Given instruction:
Locate every line below that contains the string "roof", and copy each of those lines verbatim.

Pointing records:
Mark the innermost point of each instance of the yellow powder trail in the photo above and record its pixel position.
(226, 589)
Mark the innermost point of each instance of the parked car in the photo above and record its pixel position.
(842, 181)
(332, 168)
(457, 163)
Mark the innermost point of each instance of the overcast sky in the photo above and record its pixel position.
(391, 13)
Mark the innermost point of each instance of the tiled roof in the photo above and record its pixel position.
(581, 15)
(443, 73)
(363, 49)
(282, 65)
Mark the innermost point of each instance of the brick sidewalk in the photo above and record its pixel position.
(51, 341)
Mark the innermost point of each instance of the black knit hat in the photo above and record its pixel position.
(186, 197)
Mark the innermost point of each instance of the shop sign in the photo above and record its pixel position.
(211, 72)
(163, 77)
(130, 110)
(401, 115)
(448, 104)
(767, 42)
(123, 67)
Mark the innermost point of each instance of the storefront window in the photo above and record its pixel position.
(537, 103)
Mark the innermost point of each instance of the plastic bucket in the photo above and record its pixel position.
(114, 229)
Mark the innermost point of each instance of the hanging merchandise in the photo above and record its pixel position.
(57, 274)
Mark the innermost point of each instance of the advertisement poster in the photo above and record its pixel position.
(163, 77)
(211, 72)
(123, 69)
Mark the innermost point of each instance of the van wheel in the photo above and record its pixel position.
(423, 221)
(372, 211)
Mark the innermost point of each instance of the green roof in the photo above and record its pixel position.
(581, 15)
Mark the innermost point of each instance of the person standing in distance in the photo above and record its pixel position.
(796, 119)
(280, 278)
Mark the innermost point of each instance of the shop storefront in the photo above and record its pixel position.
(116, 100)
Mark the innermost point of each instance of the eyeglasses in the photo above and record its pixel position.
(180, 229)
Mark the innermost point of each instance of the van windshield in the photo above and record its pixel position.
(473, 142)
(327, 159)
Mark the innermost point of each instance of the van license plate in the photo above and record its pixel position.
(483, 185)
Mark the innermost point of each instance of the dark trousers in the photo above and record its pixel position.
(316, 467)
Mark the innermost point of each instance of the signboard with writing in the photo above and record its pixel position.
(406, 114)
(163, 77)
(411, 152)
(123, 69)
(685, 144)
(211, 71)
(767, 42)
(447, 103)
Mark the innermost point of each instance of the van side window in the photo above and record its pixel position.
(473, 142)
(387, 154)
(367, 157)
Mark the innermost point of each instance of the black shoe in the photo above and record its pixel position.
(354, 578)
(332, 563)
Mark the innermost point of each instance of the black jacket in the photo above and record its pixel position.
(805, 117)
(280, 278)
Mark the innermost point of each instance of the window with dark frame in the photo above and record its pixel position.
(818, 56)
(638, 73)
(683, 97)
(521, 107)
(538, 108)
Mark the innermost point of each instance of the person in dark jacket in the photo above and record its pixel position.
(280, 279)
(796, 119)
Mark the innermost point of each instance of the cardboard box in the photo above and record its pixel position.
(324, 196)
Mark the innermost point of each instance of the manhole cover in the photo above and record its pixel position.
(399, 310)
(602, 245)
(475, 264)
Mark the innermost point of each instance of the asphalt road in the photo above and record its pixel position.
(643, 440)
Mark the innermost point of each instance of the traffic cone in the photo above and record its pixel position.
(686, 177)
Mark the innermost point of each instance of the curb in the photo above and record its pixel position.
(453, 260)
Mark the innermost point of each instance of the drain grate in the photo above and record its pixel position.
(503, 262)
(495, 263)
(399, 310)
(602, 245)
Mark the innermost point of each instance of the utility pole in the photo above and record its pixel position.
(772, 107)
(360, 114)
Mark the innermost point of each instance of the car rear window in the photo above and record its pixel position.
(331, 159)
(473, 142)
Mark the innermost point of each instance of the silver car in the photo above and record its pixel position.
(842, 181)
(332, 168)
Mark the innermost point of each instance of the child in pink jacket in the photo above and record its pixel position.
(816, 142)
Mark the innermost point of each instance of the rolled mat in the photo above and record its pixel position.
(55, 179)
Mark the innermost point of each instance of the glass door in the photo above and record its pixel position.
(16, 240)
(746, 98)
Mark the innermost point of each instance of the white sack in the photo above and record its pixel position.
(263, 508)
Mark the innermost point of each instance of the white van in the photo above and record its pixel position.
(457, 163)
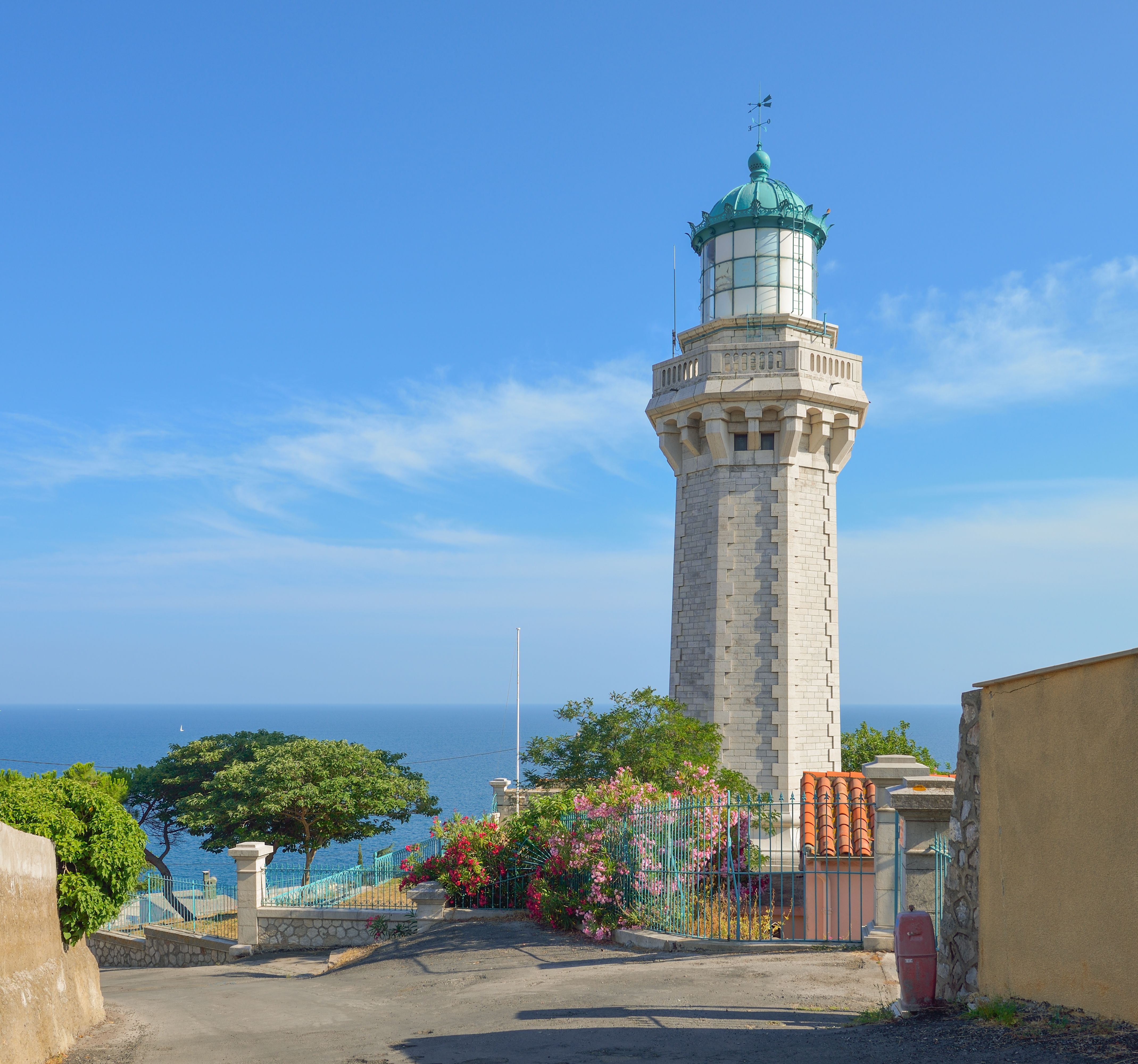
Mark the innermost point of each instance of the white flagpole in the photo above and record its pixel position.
(518, 737)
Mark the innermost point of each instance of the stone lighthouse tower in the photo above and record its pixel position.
(757, 416)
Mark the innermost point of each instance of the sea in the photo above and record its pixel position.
(458, 748)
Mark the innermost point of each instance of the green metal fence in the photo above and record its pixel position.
(375, 886)
(181, 903)
(748, 870)
(943, 856)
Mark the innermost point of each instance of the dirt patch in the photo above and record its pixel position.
(1025, 1032)
(117, 1041)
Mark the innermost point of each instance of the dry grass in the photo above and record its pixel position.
(724, 918)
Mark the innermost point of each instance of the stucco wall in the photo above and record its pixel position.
(48, 994)
(1059, 845)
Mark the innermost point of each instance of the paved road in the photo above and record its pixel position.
(505, 994)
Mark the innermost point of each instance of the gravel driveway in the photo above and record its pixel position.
(504, 994)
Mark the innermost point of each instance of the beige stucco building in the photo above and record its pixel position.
(757, 415)
(1057, 866)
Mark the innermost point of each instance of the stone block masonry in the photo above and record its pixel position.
(757, 440)
(160, 948)
(285, 929)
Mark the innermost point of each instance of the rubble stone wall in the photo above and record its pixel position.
(959, 948)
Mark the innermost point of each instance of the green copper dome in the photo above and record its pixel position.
(763, 203)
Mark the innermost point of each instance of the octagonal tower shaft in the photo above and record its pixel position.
(757, 418)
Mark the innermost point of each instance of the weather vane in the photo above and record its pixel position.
(756, 124)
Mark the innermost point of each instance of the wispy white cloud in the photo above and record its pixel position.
(432, 431)
(227, 613)
(929, 607)
(1019, 341)
(524, 429)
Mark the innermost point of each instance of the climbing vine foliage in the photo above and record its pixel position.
(99, 848)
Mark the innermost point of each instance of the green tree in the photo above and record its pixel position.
(99, 848)
(154, 791)
(864, 743)
(645, 732)
(303, 795)
(113, 784)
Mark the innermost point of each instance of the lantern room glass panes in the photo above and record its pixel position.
(758, 271)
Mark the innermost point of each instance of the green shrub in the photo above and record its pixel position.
(99, 848)
(998, 1011)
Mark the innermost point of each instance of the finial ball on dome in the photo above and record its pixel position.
(759, 164)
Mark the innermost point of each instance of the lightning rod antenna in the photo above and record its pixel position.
(674, 301)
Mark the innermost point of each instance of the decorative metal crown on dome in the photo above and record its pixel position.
(763, 203)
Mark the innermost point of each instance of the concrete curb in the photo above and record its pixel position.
(672, 944)
(499, 915)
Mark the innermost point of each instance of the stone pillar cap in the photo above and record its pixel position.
(930, 782)
(907, 760)
(251, 849)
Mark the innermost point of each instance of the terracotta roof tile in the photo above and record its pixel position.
(838, 815)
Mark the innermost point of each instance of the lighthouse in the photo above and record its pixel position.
(757, 415)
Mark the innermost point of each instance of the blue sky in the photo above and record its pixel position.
(326, 335)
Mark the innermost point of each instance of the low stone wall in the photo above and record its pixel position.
(162, 948)
(168, 948)
(117, 951)
(959, 950)
(49, 993)
(283, 928)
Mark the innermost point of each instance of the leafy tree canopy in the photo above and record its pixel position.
(302, 795)
(98, 845)
(154, 791)
(864, 743)
(645, 732)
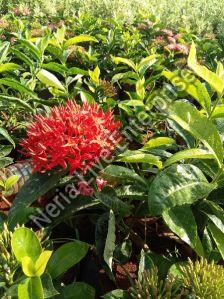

Output:
Mark the innermost point of each instance of the tiled roof in the photo above and record its pixel position.
Mark the innermost point of each instance of the green roof in the photo above and record its pixel position.
Mark the innermost point of each instance of the terracotta roof tile in the photo above and record its pixel position.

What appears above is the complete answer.